-------- Provided passage --------

If the polars of `(x_1,y_1)" and "(x_2,y_2)` with respect to the hyperbola `(x^2)/(a^2)-(y^2)/(b^2)=1` are at the right angels, where `(x_1x_2)b^4+a^4(y_1y_2)=lambda`, then `lambda` the value of is

To solve the problem, we need to find the value of \( \lambda \) given that the polars of the points \( (x_1, y_1) \) and \( (x_2, y_2) \) with respect to the hyperbola \( \frac{x^2}{a^2} - \frac{y^2}{b^2} = 1 \) are at right angles. We are also given the equation \( x_1 x_2 b^4 + a^4 y_1 y_2 = \lambda \). ### Step-by-Step Solution: 1. **Write the equations of the polars**: The polar of the point \( (x_1, y_1) \) with respect to the hyperbola is given by: \[ \frac{xx_1}{a^2} - \frac{yy_1}{b^2} = 1 \] Similarly, the polar of the point \( (x_2, y_2) \) is: \[ \frac{xx_2}{a^2} - \frac{yy_2}{b^2} = 1 \] 2. **Find the slopes of the polars**: The slope of the first polar can be derived from the equation: \[ \frac{yy_1}{b^2} = \frac{xx_1}{a^2} - 1 \implies y = \frac{b^2}{a^2} \cdot \frac{x_1}{y_1} x + \frac{b^2}{y_1} \] Thus, the slope \( m_1 \) of the first polar is: \[ m_1 = \frac{b^2}{a^2} \cdot \frac{x_1}{y_1} \] Similarly, for the second polar: \[ m_2 = \frac{b^2}{a^2} \cdot \frac{x_2}{y_2} \] 3. **Use the condition for perpendicular lines**: Since the polars are at right angles, we have: \[ m_1 \cdot m_2 = -1 \] Substituting the expressions for \( m_1 \) and \( m_2 \): \[ \left(\frac{b^2}{a^2} \cdot \frac{x_1}{y_1}\right) \cdot \left(\frac{b^2}{a^2} \cdot \frac{x_2}{y_2}\right) = -1 \] Simplifying this gives: \[ \frac{b^4 x_1 x_2}{a^4 y_1 y_2} = -1 \] 4. **Rearranging the equation**: From the above equation, we can rearrange it to find: \[ b^4 x_1 x_2 + a^4 y_1 y_2 = 0 \] This implies: \[ b^4 x_1 x_2 = -a^4 y_1 y_2 \] 5. **Identify \( \lambda \)**: We are given that: \[ x_1 x_2 b^4 + a^4 y_1 y_2 = \lambda \] From our previous result, we know that \( b^4 x_1 x_2 + a^4 y_1 y_2 = 0 \). Therefore: \[ \lambda = 0 \] ### Final Answer: Thus, the value of \( \lambda \) is: \[ \lambda = 0 \]

-------- Record excerpts --------

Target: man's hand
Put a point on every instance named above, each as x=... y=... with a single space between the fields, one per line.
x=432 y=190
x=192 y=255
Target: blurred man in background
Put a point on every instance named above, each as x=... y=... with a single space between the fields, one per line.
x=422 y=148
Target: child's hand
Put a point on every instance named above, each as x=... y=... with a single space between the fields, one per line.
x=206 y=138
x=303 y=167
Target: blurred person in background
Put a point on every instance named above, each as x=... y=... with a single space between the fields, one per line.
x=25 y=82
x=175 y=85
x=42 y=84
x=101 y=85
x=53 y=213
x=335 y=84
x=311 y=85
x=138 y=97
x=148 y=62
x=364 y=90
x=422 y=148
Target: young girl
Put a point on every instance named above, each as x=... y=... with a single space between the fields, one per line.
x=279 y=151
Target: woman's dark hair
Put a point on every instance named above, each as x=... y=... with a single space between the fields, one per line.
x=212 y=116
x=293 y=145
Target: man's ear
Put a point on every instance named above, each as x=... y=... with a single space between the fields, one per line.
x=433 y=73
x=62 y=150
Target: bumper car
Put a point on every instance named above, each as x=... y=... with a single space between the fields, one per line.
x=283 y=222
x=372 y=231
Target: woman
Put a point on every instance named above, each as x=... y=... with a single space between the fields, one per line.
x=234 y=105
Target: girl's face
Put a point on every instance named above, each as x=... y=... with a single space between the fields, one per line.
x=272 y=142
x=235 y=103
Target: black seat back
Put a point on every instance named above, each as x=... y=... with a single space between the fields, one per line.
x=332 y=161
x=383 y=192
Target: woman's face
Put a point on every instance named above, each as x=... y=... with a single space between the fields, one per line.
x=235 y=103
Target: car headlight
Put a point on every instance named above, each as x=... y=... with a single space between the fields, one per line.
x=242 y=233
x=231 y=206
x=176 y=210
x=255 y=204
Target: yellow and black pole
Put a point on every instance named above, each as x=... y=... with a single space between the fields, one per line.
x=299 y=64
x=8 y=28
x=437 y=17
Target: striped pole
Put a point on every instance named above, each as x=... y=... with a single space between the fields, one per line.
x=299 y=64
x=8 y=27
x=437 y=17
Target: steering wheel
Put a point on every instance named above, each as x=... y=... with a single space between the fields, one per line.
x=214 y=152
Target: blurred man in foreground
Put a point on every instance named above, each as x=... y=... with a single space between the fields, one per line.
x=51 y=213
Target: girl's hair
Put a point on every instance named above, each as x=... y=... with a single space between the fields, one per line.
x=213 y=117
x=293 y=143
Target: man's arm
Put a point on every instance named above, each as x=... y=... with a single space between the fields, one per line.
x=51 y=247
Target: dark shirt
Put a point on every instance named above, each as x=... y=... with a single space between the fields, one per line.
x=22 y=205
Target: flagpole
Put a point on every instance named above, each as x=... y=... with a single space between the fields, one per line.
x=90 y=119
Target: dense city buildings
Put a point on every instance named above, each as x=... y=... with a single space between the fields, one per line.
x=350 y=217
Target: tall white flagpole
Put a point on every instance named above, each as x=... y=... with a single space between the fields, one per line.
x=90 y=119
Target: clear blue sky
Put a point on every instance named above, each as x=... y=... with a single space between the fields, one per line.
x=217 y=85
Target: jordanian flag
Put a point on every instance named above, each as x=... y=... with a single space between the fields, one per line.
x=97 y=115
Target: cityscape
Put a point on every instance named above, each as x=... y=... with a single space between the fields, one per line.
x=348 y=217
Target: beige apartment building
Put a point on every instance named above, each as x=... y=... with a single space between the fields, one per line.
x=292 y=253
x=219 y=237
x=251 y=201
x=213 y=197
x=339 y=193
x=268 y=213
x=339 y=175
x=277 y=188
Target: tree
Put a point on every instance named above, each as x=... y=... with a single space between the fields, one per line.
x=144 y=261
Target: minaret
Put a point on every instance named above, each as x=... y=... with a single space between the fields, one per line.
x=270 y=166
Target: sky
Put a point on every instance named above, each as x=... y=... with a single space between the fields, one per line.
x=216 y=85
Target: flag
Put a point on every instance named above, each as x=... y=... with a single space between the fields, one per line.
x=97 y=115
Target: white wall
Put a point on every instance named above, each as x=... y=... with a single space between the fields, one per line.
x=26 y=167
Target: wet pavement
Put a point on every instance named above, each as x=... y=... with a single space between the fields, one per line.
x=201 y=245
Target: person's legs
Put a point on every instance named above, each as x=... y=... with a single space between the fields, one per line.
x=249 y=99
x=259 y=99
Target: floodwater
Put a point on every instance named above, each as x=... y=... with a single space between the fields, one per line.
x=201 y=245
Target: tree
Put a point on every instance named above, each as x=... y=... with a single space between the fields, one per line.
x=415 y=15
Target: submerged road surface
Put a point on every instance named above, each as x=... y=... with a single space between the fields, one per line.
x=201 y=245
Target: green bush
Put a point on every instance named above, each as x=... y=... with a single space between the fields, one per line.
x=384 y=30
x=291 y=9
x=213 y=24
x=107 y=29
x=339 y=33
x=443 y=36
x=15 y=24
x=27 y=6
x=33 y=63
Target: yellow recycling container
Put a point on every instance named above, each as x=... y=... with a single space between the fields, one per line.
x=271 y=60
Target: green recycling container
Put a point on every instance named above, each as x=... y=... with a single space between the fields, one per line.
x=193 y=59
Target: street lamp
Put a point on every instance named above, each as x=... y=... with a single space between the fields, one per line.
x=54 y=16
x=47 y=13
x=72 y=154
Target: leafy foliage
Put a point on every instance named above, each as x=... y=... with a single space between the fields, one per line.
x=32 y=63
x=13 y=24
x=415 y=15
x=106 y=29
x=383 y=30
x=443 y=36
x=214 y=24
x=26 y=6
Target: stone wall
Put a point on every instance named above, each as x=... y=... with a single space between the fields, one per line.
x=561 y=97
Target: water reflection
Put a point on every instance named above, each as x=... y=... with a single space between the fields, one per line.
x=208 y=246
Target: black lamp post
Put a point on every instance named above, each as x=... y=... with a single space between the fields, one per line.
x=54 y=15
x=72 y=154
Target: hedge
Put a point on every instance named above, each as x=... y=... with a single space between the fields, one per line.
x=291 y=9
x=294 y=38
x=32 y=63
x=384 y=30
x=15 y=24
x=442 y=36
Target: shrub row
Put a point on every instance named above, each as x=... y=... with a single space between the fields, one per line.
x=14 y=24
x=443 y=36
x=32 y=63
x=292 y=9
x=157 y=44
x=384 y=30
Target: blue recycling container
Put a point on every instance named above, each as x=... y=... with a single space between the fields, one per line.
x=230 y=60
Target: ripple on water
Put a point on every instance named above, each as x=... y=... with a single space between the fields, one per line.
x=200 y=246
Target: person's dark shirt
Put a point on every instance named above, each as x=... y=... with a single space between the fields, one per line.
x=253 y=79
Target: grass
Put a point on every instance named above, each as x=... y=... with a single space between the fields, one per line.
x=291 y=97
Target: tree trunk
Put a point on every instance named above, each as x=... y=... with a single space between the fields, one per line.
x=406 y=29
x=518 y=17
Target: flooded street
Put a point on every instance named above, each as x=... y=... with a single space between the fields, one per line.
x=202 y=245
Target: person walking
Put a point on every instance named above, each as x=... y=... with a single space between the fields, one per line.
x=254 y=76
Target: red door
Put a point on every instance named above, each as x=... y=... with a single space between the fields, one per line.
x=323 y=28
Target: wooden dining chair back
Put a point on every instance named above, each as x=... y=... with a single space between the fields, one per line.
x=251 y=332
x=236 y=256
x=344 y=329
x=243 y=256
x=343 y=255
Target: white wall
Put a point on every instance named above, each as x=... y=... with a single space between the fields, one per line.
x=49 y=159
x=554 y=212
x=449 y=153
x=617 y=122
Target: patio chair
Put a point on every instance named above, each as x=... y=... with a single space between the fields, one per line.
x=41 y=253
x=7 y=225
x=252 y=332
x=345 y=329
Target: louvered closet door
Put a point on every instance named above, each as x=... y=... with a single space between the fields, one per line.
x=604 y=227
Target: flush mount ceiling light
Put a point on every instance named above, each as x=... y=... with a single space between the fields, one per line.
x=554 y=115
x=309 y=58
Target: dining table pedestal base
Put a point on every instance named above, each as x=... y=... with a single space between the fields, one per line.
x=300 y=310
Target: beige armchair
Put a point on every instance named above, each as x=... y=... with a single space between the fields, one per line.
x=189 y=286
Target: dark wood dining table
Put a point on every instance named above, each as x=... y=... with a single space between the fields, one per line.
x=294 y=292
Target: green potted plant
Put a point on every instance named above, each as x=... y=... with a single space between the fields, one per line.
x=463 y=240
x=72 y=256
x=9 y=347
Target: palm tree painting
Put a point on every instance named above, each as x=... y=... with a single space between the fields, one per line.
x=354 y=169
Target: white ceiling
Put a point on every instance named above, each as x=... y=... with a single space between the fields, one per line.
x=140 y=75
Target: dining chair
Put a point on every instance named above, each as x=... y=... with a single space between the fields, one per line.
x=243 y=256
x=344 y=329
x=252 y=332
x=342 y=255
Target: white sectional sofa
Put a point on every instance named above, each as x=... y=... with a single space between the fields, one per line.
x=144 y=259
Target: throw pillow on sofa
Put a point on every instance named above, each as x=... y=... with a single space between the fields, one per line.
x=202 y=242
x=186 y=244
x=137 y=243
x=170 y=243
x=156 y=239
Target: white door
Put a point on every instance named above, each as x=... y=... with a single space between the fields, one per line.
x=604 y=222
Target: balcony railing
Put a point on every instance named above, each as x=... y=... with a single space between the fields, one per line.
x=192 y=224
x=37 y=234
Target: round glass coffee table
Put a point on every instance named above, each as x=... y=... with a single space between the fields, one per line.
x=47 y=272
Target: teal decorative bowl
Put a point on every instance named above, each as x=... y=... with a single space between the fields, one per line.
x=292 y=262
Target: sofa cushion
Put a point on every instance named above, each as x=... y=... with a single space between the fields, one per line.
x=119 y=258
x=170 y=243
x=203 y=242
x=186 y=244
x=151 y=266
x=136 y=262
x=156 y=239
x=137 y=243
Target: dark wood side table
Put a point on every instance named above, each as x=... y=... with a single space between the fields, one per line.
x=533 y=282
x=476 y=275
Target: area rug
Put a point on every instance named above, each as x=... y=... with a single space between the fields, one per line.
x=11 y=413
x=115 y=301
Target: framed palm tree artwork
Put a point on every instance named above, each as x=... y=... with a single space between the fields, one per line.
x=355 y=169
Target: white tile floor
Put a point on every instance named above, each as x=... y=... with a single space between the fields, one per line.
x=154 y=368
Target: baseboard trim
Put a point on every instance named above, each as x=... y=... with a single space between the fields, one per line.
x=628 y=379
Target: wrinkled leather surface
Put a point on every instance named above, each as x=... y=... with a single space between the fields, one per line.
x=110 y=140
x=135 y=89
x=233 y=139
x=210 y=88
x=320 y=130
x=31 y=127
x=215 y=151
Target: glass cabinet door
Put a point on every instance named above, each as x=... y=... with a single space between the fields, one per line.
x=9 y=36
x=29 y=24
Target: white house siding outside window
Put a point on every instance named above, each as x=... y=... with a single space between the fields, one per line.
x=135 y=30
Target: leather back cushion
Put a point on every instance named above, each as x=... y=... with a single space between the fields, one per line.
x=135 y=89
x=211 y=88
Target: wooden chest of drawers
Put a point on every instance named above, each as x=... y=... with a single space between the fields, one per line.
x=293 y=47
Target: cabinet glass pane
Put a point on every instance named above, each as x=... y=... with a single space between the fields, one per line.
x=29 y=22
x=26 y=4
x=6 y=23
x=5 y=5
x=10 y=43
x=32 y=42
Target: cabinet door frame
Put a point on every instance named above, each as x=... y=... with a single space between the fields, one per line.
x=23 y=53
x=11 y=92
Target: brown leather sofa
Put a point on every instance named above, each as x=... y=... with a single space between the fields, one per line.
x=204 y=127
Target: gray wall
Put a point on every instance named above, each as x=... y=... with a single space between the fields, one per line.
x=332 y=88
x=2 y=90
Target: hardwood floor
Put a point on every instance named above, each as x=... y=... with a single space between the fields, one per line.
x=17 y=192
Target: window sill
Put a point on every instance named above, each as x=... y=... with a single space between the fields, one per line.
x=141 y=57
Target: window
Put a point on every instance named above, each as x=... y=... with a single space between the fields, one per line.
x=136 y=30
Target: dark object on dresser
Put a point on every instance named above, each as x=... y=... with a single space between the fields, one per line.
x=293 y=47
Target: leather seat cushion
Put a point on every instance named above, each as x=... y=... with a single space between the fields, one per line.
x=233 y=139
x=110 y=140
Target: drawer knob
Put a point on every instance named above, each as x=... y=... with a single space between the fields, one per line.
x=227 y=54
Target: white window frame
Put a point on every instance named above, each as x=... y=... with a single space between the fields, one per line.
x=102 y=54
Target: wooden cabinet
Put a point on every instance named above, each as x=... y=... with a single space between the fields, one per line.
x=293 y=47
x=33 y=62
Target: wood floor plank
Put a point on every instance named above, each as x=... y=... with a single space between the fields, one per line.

--------

Answer these questions about the hyperbola solution:
1. What equation does it give for the polar of the point (x_1, y_1)?
2. What product of slopes does it set for the two polars to be at right angles?
3. What value of λ does it reach?

Exercise answer:
1. x·x_1/a² − y·y_1/b² = 1
2. m_1 · m_2 = −1
3. λ = 0